Dataset excerpts:
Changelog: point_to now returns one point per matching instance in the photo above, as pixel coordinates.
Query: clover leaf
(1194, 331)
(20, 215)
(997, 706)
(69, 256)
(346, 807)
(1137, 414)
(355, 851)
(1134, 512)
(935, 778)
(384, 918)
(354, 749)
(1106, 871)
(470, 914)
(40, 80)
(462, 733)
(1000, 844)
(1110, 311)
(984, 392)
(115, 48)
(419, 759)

Your assignment: Give a word-for-word copy of the records.

Task response:
Changelog: point_to now returns one point per matching instance in the photo above, as pixel coordinates.
Query: clover leaf
(1194, 331)
(20, 215)
(997, 706)
(69, 256)
(346, 807)
(1137, 414)
(355, 851)
(1134, 512)
(935, 778)
(384, 918)
(354, 749)
(1106, 871)
(470, 914)
(40, 80)
(462, 733)
(1000, 844)
(1110, 311)
(984, 392)
(115, 48)
(419, 759)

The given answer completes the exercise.